(What the task asks): Rewrite the items from the start through the line with "pixel 142 619", changing "Found at" to "Located at" and keeping everything else the same. Omit the pictures.
** Begin **
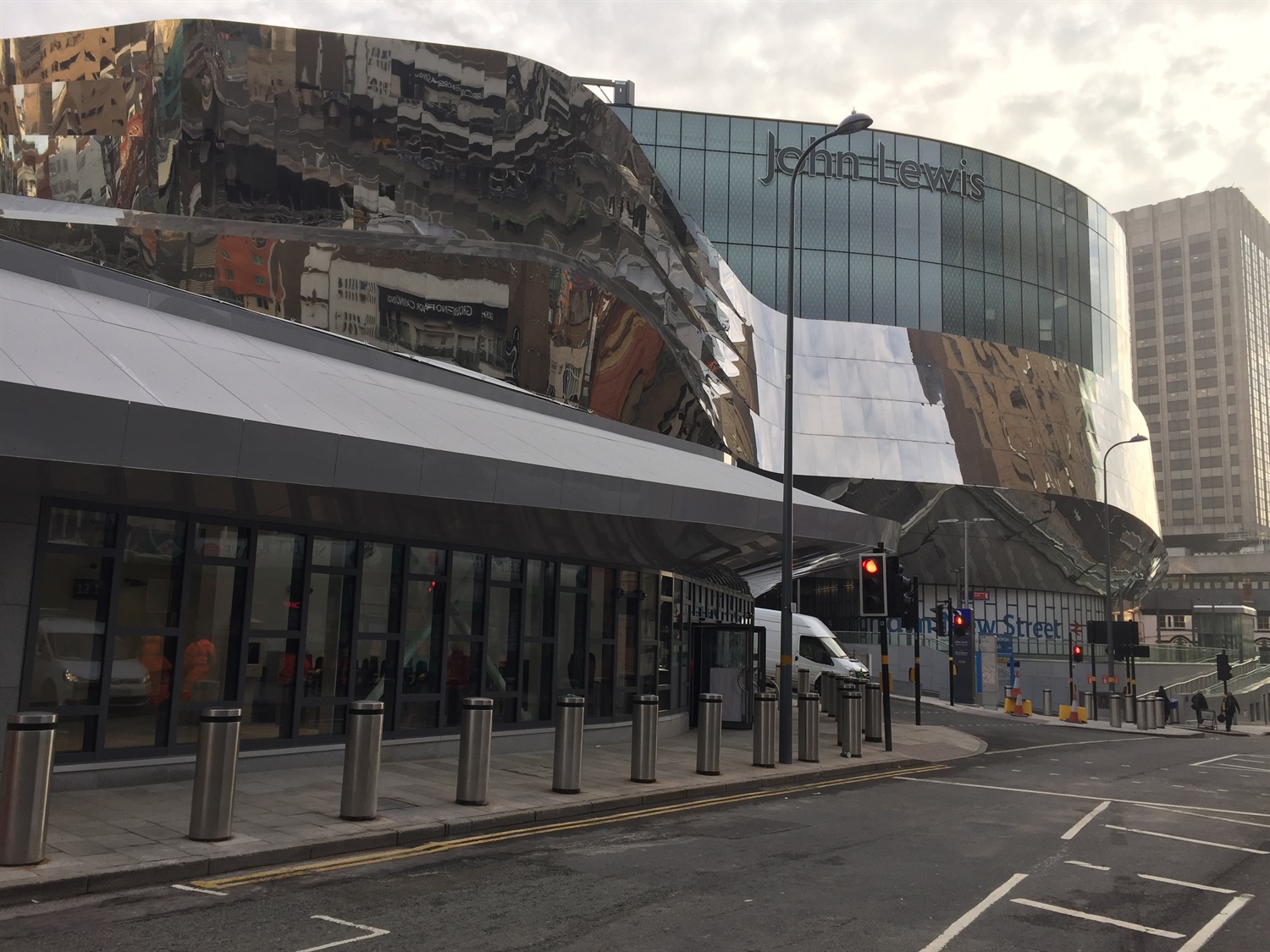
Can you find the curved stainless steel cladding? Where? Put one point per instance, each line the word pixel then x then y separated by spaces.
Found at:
pixel 483 210
pixel 902 230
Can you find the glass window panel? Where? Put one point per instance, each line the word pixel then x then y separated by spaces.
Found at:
pixel 424 614
pixel 507 569
pixel 467 616
pixel 277 581
pixel 221 541
pixel 378 669
pixel 381 586
pixel 693 132
pixel 150 594
pixel 140 692
pixel 536 690
pixel 329 632
pixel 503 640
pixel 427 561
pixel 462 675
pixel 419 715
pixel 323 720
pixel 218 596
pixel 334 553
pixel 74 598
pixel 80 527
pixel 271 688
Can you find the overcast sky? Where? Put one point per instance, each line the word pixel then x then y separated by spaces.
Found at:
pixel 1130 102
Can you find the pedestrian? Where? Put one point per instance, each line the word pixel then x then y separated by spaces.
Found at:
pixel 1229 707
pixel 1199 705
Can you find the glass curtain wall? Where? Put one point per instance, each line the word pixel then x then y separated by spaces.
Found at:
pixel 142 619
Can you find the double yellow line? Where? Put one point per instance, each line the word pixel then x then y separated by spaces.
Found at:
pixel 388 856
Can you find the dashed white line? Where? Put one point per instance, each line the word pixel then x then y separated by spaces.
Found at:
pixel 1085 820
pixel 1188 839
pixel 959 926
pixel 1107 921
pixel 1189 885
pixel 196 889
pixel 1198 941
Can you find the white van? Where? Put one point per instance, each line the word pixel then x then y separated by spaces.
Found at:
pixel 814 647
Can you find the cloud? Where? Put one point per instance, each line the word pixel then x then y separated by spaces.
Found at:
pixel 1132 103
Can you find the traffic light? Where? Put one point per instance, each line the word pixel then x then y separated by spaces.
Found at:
pixel 873 586
pixel 1223 667
pixel 909 614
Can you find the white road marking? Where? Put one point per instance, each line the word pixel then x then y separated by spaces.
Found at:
pixel 1188 839
pixel 959 926
pixel 1107 921
pixel 1081 796
pixel 1189 885
pixel 1198 941
pixel 373 932
pixel 1085 820
pixel 196 889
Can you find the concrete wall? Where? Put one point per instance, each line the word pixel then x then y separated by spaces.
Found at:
pixel 19 517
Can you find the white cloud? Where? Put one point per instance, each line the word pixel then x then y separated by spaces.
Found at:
pixel 1130 102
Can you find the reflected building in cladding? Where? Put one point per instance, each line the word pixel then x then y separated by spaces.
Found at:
pixel 482 221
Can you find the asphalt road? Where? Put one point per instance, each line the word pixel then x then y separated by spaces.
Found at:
pixel 1046 842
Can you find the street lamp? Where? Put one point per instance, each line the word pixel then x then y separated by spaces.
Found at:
pixel 965 553
pixel 1107 503
pixel 855 122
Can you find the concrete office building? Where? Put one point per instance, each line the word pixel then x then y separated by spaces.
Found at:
pixel 1199 283
pixel 362 322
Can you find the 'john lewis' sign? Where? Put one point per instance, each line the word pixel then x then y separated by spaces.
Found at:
pixel 886 172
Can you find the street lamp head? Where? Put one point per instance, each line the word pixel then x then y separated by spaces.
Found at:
pixel 856 122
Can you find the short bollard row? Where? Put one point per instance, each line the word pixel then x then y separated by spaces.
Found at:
pixel 28 758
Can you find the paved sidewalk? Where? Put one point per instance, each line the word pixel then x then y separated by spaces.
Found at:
pixel 119 838
pixel 1173 730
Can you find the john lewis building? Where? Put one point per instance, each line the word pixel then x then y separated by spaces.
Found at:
pixel 477 376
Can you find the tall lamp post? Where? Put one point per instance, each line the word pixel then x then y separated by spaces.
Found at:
pixel 855 122
pixel 1107 503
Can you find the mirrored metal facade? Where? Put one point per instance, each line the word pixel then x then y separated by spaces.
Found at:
pixel 483 210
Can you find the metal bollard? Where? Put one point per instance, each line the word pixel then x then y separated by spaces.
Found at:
pixel 566 768
pixel 873 713
pixel 360 792
pixel 211 812
pixel 853 713
pixel 765 729
pixel 644 739
pixel 809 728
pixel 28 767
pixel 475 733
pixel 709 733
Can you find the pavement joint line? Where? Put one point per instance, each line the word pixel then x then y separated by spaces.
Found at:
pixel 1189 885
pixel 1188 839
pixel 1084 796
pixel 1209 929
pixel 955 929
pixel 497 837
pixel 1104 919
pixel 1086 820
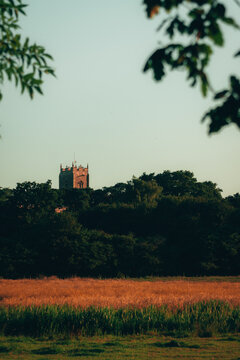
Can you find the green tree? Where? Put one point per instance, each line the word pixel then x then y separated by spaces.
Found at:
pixel 20 61
pixel 32 201
pixel 198 21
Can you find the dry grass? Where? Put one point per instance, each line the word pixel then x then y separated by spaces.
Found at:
pixel 114 293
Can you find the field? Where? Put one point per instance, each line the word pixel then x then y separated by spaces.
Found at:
pixel 140 347
pixel 118 293
pixel 157 318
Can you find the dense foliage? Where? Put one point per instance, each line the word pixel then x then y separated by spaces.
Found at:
pixel 164 224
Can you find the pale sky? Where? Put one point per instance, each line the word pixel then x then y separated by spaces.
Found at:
pixel 103 108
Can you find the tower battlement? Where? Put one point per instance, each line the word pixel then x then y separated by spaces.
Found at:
pixel 74 177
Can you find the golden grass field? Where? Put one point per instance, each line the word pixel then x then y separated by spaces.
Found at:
pixel 115 293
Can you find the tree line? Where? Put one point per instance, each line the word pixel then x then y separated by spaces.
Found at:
pixel 162 225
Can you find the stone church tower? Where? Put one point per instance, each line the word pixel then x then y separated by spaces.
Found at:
pixel 73 177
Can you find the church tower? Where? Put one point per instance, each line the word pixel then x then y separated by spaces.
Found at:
pixel 73 177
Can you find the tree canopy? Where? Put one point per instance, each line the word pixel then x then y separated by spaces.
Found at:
pixel 199 22
pixel 20 61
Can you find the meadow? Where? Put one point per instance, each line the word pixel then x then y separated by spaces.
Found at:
pixel 119 293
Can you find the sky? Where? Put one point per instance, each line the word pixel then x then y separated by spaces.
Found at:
pixel 104 111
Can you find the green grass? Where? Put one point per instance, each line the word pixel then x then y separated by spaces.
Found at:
pixel 204 319
pixel 109 347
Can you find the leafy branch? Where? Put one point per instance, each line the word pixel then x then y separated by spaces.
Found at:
pixel 200 22
pixel 20 61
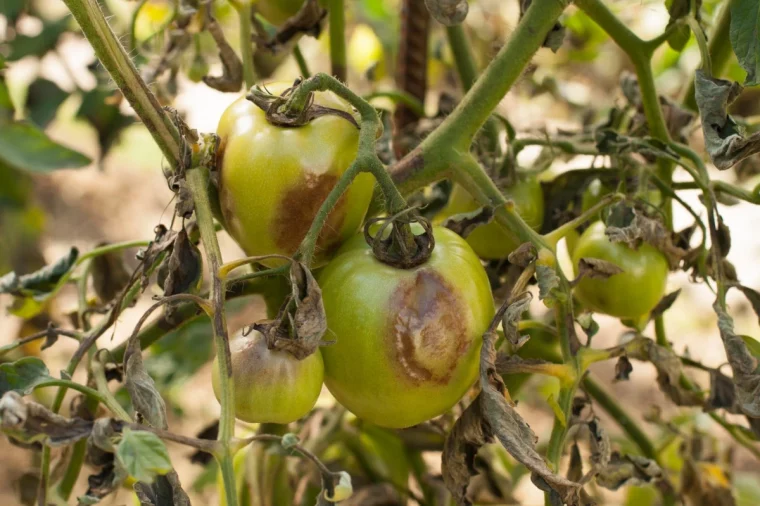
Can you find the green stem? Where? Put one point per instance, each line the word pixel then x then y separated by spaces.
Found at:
pixel 338 39
pixel 115 59
pixel 198 181
pixel 246 45
pixel 402 97
pixel 303 67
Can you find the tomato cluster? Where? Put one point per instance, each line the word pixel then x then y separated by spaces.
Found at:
pixel 406 341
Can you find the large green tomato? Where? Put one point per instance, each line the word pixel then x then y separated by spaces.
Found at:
pixel 274 179
pixel 630 294
pixel 270 386
pixel 407 341
pixel 491 241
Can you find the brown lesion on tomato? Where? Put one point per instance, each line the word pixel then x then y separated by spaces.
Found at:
pixel 428 329
pixel 299 206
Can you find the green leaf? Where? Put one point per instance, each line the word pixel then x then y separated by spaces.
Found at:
pixel 745 37
pixel 143 455
pixel 31 291
pixel 38 45
pixel 43 100
pixel 23 375
pixel 24 146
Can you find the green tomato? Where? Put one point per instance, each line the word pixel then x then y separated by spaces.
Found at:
pixel 630 294
pixel 274 179
pixel 270 386
pixel 407 341
pixel 491 241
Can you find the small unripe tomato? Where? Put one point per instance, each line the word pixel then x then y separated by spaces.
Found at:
pixel 491 241
pixel 407 341
pixel 274 179
pixel 630 294
pixel 270 386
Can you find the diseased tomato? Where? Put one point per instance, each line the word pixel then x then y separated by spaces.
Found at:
pixel 274 179
pixel 630 294
pixel 491 241
pixel 407 341
pixel 270 386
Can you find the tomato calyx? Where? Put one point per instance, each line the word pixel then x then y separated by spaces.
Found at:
pixel 398 246
pixel 300 323
pixel 278 112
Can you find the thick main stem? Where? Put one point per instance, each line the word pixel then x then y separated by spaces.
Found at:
pixel 198 181
pixel 115 59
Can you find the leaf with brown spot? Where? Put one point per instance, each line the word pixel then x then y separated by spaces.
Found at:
pixel 743 363
pixel 465 223
pixel 624 470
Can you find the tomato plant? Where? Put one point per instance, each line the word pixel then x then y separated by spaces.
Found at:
pixel 270 386
pixel 273 179
pixel 432 341
pixel 406 339
pixel 490 241
pixel 630 294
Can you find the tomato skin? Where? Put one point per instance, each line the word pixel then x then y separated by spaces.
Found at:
pixel 407 341
pixel 630 294
pixel 274 179
pixel 270 386
pixel 491 241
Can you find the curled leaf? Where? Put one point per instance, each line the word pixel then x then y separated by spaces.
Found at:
pixel 724 138
pixel 743 363
pixel 464 224
pixel 28 422
pixel 624 470
pixel 301 322
pixel 448 12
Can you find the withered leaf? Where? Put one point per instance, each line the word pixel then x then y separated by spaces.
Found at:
pixel 722 392
pixel 724 138
pixel 464 224
pixel 301 322
pixel 669 370
pixel 743 363
pixel 511 319
pixel 142 390
pixel 665 303
pixel 623 470
pixel 623 369
pixel 28 422
pixel 182 271
pixel 109 275
pixel 448 12
pixel 643 228
pixel 524 255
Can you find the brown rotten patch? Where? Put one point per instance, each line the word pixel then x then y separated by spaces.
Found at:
pixel 299 206
pixel 426 330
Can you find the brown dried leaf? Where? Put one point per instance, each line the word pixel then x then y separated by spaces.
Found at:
pixel 301 322
pixel 109 275
pixel 642 228
pixel 669 370
pixel 627 470
pixel 743 363
pixel 29 422
pixel 464 224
** End **
(Task answer):
Can you find the curved stainless steel cladding? Where? Put one point per instance, each line the word pixel then x then y separated by spaces.
Located at:
pixel 483 210
pixel 902 230
Can you find the glass window panel? Where? Put one point per instance, each line the word pixel then x then y separated by spaces.
Located at:
pixel 424 614
pixel 507 569
pixel 467 616
pixel 277 581
pixel 221 541
pixel 378 669
pixel 381 586
pixel 693 132
pixel 150 594
pixel 140 692
pixel 536 690
pixel 329 632
pixel 503 640
pixel 427 561
pixel 462 675
pixel 419 715
pixel 323 720
pixel 218 596
pixel 334 553
pixel 74 598
pixel 80 527
pixel 271 688
Can you find the overcast sky? Where? Put one point per instance, each line the word pixel then x then y separated by spaces.
Located at:
pixel 1130 102
Can you find the pedestrian? Where? Put one point per instance, each line the word pixel then x then y separated by spaces.
Located at:
pixel 1229 707
pixel 1199 705
Can you find the glass curtain wall? Where? Put one point per instance, each line the word pixel then x then y separated by spaces.
Located at:
pixel 142 619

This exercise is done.